**Challenge:**
Reproduce every line of the records below, including the requests but leaving out the pictures, and raise each x and y polygon vertex coordinate in the answers by 150.

**Input records:**
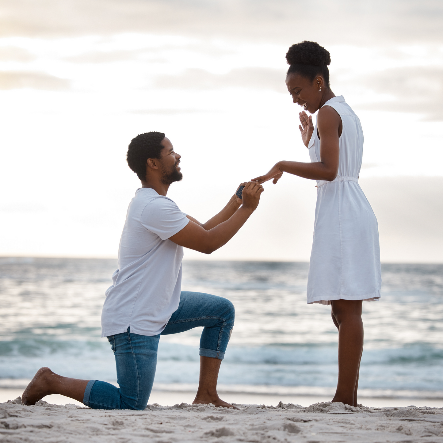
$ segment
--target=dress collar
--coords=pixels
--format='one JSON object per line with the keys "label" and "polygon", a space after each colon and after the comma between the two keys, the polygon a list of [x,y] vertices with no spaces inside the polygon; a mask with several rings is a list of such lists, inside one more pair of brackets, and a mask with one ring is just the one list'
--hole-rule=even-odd
{"label": "dress collar", "polygon": [[[330,98],[323,106],[326,106],[328,103],[332,103],[334,101],[343,101],[345,103],[346,103],[345,101],[345,97],[342,95],[339,95],[338,97],[333,97],[332,98]],[[323,108],[323,106],[322,107]]]}

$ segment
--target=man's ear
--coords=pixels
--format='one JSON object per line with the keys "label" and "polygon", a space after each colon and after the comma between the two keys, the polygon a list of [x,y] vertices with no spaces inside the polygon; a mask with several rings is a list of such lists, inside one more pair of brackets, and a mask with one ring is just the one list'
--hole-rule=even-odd
{"label": "man's ear", "polygon": [[159,165],[158,163],[156,162],[155,159],[148,159],[146,160],[146,165],[149,168],[152,169],[158,169]]}

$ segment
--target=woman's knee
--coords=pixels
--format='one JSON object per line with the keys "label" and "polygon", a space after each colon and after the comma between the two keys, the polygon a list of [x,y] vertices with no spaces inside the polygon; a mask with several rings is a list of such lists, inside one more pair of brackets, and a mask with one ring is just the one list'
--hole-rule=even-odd
{"label": "woman's knee", "polygon": [[[340,325],[342,322],[361,317],[361,300],[333,300],[332,302],[333,321]],[[337,326],[335,322],[334,323]]]}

**Task answer:**
$ segment
--target=dress collar
--coords=pixels
--format='one JSON object per line with the keys "label" and "polygon", a space after each colon and after the comma between the two keys, the polygon a list of [x,y] vertices with no spaces inside the polygon; a mask with several rings is a list of such lists, inside one more pair of brackets, and a mask with one ring is just the one list'
--hole-rule=even-odd
{"label": "dress collar", "polygon": [[[480,248],[473,256],[476,256],[478,253],[482,253],[484,251],[493,251],[495,253],[496,253],[495,251],[495,247],[492,245],[489,245],[488,247],[483,247],[482,248]],[[473,258],[473,256],[472,257]]]}

$ segment
--target=man's ear
--coords=pixels
--format='one JSON object per line with the keys "label" and "polygon", a space after each colon and after the comma between the two keys, the polygon a list of [x,y] vertices with no spaces inside the polygon; a mask with several rings is a list of such lists, inside one more pair of brackets, and a mask with one ring is just the one list'
--hole-rule=even-odd
{"label": "man's ear", "polygon": [[309,315],[308,313],[306,312],[305,309],[298,309],[296,310],[296,315],[299,318],[302,319],[308,319]]}

$ segment
--target=woman's knee
--coords=pixels
--format='one JSON object per line with the keys "label" and "polygon", a space after each colon and after the comma between the two keys, the polygon a list of [x,y] vertices with no spaces inside the polygon; a mask with several rings is a list of such lists, inside one more pair of brackets, and a mask with one ring is just the one list'
--hole-rule=even-odd
{"label": "woman's knee", "polygon": [[[490,475],[492,472],[511,467],[511,450],[483,450],[482,452],[483,471]],[[487,476],[485,472],[484,473]]]}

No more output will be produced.